* Begin The data *

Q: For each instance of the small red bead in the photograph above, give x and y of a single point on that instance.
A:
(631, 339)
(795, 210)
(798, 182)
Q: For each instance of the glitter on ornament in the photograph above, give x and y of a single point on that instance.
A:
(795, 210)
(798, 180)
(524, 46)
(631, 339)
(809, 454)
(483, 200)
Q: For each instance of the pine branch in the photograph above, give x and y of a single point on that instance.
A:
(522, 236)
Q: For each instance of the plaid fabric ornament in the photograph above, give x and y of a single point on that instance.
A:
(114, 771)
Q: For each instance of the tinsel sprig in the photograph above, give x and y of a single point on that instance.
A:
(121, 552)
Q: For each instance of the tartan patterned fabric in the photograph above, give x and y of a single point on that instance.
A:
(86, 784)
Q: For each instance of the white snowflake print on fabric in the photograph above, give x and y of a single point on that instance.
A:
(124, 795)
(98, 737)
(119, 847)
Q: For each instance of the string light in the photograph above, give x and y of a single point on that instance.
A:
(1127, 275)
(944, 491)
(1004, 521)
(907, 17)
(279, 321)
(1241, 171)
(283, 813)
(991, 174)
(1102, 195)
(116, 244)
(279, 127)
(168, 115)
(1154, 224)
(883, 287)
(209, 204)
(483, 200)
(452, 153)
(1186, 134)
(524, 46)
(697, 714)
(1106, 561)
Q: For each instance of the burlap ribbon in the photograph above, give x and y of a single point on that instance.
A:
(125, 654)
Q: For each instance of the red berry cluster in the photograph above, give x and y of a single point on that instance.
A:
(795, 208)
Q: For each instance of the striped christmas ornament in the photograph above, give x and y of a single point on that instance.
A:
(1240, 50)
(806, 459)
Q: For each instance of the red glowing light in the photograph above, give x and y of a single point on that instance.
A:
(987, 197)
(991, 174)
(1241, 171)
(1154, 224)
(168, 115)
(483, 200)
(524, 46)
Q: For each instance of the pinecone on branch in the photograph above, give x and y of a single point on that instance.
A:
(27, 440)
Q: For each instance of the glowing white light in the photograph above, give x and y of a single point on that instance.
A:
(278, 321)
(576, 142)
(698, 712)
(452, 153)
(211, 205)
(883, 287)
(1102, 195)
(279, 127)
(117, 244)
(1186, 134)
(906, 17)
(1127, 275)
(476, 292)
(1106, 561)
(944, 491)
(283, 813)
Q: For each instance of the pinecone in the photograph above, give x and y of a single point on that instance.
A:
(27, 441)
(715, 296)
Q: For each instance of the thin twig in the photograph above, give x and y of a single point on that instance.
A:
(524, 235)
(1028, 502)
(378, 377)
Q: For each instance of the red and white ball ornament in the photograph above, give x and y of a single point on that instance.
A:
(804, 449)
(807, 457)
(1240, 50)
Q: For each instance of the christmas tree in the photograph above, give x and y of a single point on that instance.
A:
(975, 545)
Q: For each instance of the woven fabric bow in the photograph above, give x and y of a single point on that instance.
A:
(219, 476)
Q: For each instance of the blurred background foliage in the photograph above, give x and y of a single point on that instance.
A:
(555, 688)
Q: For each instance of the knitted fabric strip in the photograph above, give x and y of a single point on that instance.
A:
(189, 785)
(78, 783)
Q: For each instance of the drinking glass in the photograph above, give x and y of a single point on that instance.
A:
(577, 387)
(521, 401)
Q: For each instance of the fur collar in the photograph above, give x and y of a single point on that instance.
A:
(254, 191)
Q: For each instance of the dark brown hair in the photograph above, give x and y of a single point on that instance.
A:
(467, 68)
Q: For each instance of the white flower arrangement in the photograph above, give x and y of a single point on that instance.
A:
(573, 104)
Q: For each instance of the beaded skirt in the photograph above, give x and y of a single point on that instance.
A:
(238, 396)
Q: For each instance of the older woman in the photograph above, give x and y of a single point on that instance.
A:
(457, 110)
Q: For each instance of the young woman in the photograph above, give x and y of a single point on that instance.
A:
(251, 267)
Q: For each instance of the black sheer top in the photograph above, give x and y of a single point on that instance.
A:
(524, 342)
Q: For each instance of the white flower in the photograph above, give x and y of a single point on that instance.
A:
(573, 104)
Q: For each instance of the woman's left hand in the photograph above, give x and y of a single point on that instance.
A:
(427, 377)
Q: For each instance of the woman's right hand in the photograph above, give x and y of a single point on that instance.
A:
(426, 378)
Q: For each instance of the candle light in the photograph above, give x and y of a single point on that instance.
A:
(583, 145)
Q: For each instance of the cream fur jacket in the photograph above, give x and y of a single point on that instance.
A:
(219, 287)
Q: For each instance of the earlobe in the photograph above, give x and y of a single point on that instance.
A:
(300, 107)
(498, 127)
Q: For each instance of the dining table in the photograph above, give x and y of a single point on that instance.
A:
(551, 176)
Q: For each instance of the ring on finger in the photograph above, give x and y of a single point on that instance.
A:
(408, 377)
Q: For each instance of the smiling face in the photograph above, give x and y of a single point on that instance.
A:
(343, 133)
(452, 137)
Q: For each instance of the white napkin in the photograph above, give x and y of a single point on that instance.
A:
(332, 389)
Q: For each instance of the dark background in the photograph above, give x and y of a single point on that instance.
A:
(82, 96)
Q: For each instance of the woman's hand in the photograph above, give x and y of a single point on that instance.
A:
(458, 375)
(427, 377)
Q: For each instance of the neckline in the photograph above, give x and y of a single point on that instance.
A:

* End The data *

## What you will do
Reproduce every line from the one containing "Q: For each instance of the cream" through the end of the items, requests included. Offset each coordinate in the answers by -150.

## The response
Q: For each instance of the cream fur jacket in the photograph above, give x and y of a single point on that instance.
A:
(69, 137)
Q: For each instance of the earlobe in the photograph above, give x and y of a single point on that instance.
A:
(150, -43)
(348, -23)
Q: For each instance of the dining table in the photograph above, give x and y of a single point on that instance.
A:
(401, 26)
Q: For each instance of the ring on finger in the photograph above, give x and y of a single point on that instance.
A:
(258, 227)
Q: For each instance of the smiling face in the photograph above, give x and y of a single point on that instance.
A:
(193, -17)
(302, -13)
Q: For each instance of the white napkin in the photograph above, give x and y of a single point on that instance.
A:
(182, 239)
Q: For each instance of the dark background in the photograph above, give x and y of a single point on that instance.
A:
(-68, -54)
Q: For each instance of the woman's hand in the photograph above, give x and y of a single point on that instance.
A:
(308, 225)
(277, 227)
Q: For each instance of the neckline in the photograph above, give x and y of a single point on that instance.
A:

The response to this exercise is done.